>> start Records to use

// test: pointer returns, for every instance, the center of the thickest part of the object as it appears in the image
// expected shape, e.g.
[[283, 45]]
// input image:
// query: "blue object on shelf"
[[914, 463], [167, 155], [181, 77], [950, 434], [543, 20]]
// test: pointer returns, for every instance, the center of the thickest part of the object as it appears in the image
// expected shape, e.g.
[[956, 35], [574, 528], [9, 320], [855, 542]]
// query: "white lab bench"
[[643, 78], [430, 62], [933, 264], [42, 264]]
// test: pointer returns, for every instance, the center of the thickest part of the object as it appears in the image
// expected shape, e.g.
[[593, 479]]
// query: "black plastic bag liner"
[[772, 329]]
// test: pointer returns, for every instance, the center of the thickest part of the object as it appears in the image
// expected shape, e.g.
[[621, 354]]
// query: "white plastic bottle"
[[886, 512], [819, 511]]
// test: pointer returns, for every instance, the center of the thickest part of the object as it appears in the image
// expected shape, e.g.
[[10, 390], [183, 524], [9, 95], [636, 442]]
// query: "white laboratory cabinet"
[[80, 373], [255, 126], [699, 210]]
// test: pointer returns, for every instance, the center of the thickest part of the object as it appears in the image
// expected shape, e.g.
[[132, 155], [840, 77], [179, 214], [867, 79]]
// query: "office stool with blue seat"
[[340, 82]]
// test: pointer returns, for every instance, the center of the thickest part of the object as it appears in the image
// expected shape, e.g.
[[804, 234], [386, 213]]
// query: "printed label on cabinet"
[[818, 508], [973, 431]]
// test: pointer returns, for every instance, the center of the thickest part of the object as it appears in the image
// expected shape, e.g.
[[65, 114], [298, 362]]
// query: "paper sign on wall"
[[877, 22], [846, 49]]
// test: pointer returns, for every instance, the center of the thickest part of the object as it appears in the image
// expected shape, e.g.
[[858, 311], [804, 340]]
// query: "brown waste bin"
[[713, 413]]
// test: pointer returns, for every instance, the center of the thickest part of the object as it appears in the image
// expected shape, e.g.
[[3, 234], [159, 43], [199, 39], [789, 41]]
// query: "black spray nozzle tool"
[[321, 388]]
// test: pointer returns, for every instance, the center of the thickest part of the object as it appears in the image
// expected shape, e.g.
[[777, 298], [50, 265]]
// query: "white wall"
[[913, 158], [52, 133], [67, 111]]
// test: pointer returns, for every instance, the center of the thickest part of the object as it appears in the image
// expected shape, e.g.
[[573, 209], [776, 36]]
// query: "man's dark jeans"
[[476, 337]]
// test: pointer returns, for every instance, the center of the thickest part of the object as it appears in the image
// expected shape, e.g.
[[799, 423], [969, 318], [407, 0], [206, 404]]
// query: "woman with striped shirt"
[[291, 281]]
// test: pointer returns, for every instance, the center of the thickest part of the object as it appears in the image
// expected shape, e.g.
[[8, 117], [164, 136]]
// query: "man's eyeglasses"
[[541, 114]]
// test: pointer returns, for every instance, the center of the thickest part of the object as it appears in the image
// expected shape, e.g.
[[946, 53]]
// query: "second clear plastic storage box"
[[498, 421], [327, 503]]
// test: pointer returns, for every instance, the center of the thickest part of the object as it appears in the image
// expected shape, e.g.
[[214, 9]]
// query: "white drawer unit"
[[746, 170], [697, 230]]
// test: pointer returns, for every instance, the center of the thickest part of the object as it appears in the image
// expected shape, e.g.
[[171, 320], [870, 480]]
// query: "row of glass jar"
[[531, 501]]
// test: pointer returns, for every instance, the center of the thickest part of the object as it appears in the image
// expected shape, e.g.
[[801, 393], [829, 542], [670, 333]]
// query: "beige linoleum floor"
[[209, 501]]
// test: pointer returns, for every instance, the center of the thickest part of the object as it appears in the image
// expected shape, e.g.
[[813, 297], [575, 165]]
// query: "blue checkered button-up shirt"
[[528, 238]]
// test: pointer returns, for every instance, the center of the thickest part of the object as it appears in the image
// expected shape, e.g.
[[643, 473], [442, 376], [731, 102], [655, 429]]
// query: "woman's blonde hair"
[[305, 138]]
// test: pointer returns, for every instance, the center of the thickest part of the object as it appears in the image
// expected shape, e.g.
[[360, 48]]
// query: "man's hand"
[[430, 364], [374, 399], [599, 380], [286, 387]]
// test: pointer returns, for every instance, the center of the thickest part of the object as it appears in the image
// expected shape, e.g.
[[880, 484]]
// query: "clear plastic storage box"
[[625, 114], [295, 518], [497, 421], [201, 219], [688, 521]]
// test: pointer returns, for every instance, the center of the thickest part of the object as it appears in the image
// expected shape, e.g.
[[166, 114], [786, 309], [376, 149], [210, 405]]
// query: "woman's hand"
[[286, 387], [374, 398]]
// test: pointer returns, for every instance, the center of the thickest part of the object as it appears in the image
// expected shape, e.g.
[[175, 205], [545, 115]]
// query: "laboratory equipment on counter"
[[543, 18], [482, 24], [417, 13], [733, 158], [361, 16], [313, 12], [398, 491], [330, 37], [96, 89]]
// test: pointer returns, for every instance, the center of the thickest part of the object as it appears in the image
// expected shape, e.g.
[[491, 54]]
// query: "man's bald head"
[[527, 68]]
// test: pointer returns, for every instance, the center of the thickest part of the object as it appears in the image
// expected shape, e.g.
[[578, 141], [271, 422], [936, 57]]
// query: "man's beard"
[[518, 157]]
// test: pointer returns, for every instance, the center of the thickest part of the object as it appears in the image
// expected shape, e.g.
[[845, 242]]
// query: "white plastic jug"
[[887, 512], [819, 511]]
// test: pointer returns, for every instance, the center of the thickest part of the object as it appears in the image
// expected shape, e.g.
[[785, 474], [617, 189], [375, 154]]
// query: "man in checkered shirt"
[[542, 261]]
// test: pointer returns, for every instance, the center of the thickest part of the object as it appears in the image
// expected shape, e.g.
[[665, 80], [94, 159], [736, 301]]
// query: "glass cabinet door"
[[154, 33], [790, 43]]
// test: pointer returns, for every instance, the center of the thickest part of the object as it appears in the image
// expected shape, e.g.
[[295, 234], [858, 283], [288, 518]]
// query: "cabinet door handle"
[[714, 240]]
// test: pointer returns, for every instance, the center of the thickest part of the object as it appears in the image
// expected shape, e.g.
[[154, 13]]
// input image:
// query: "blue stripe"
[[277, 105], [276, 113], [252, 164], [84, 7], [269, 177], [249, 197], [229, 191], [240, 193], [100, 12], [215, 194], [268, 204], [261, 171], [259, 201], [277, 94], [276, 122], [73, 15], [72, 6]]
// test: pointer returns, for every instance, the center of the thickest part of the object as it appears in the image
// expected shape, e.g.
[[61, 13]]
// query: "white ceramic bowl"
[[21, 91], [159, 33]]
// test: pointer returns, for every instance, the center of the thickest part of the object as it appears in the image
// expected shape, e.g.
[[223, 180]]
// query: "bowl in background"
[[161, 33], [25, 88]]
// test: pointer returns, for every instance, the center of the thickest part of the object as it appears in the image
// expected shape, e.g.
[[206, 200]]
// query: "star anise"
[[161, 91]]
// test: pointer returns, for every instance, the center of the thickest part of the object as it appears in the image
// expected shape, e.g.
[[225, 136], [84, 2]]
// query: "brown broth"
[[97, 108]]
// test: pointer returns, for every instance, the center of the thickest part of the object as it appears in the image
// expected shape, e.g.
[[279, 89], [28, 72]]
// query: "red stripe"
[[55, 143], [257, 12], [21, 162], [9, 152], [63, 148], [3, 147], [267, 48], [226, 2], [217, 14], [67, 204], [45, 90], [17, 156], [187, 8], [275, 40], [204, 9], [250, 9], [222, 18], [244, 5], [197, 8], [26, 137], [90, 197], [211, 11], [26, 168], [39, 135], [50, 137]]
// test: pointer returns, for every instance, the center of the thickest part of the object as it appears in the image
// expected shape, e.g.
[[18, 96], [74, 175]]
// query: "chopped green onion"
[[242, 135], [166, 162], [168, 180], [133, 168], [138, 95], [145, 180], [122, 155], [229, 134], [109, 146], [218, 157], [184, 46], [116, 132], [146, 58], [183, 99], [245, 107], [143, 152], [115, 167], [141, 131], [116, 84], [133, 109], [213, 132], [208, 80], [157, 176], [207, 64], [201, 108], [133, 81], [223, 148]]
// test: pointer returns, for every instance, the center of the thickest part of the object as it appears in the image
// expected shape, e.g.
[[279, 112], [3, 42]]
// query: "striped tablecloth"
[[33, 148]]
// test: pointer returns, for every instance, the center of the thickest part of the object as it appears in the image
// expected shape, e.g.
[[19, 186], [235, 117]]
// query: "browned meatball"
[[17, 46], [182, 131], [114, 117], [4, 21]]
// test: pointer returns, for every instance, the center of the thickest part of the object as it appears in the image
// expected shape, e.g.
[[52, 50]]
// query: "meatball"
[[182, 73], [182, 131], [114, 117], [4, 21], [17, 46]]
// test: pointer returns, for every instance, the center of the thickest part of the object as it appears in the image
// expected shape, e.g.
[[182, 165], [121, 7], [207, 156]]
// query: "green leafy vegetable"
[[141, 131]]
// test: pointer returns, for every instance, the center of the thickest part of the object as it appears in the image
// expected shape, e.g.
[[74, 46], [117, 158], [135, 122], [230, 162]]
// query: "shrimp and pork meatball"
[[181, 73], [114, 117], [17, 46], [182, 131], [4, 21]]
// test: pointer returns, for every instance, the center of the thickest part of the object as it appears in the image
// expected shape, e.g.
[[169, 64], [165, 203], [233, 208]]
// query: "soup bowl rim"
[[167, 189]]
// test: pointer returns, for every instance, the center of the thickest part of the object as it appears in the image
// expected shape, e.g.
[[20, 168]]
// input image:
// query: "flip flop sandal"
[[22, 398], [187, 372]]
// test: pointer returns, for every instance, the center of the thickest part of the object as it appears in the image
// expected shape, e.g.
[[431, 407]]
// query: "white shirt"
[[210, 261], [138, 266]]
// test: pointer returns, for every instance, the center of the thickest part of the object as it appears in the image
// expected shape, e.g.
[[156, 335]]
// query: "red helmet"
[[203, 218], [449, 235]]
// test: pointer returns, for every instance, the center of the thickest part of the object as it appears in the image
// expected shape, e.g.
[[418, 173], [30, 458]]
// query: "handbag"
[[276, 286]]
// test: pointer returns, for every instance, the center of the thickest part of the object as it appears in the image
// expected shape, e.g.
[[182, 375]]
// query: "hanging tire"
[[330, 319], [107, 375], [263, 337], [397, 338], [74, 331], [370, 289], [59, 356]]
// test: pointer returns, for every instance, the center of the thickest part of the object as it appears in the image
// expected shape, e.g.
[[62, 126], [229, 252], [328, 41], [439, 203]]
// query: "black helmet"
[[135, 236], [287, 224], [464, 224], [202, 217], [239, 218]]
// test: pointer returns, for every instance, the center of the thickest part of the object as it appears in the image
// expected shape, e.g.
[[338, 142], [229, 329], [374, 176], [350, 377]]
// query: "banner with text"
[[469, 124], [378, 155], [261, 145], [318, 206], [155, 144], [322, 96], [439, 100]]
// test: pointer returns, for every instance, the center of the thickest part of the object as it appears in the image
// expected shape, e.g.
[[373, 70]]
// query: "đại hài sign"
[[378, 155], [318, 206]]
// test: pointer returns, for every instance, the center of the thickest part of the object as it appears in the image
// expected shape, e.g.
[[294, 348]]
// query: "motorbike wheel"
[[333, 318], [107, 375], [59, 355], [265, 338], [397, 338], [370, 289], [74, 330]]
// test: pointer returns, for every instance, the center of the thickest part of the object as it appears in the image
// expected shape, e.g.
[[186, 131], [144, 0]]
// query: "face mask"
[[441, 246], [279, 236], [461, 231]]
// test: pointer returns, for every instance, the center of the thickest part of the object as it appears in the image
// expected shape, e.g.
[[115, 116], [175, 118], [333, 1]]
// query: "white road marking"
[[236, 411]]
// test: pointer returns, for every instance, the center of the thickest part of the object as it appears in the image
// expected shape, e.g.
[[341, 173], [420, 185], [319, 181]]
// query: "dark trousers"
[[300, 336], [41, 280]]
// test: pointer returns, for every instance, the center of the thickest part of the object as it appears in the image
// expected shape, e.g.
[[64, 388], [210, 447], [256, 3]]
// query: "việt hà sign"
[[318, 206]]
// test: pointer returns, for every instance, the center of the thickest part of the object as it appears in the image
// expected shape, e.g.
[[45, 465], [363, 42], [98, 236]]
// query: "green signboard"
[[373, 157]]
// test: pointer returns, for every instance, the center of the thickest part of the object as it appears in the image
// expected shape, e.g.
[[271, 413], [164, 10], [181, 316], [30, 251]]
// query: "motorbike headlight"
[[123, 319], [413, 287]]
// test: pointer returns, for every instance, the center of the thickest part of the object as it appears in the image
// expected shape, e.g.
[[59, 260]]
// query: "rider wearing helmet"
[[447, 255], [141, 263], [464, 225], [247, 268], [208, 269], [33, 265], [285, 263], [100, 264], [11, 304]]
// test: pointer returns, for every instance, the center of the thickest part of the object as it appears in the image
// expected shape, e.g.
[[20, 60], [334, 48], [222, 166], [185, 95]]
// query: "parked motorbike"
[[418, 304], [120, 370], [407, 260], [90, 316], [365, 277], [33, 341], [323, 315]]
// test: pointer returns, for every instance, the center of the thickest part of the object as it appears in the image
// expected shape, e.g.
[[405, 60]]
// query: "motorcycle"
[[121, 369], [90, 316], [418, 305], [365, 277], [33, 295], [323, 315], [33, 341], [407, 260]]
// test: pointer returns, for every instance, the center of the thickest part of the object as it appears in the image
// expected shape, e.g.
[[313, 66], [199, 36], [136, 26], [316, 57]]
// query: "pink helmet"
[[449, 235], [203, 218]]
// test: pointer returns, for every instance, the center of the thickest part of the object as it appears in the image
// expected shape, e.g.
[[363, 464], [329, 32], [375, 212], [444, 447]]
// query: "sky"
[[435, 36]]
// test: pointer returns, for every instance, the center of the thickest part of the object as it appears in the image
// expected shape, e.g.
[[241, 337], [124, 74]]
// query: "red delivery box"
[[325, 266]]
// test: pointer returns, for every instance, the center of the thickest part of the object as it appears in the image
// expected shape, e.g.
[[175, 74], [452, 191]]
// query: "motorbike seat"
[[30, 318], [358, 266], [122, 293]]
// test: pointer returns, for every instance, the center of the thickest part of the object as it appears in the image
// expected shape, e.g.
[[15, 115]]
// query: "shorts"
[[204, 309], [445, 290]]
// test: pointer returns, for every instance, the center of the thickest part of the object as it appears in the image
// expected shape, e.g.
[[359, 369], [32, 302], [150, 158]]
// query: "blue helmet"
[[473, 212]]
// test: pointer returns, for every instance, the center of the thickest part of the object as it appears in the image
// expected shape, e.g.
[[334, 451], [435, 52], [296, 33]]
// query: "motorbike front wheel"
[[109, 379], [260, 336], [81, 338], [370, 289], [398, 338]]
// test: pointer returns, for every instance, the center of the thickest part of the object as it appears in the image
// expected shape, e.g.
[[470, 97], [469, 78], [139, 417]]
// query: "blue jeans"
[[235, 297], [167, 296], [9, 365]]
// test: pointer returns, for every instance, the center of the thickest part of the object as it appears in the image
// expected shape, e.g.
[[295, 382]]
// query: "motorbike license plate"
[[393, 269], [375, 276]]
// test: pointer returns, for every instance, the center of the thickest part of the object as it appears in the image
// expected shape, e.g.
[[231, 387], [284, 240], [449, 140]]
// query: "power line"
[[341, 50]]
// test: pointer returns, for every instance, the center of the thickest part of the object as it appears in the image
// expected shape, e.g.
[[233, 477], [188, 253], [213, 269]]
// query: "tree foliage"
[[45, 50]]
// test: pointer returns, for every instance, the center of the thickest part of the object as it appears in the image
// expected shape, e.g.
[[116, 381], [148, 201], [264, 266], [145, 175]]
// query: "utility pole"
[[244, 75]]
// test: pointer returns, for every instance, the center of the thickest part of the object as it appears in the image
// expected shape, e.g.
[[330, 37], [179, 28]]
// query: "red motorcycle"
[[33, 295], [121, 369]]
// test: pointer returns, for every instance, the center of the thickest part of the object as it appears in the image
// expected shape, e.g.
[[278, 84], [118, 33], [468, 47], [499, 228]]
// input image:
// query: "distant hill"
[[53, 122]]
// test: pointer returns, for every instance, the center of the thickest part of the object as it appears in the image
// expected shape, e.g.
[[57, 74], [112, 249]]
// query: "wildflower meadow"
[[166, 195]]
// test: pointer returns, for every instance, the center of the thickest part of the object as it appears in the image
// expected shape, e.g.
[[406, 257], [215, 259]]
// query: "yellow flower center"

>> end Records to use

* _To be done_
Rewrite the records from the very start through the line containing "[[914, 463], [167, 155], [181, 77], [950, 434], [543, 20]]", swapping "shelf" for "rack" and keeping everything else intact.

* _Solution to this exercise_
// test: pointer returns, for every instance, the center of the thickest part of the object as it appears in the image
// expected shape, e.g.
[[283, 45]]
// input image:
// query: "blue object on rack"
[[914, 463], [167, 155], [181, 77], [950, 434], [543, 20]]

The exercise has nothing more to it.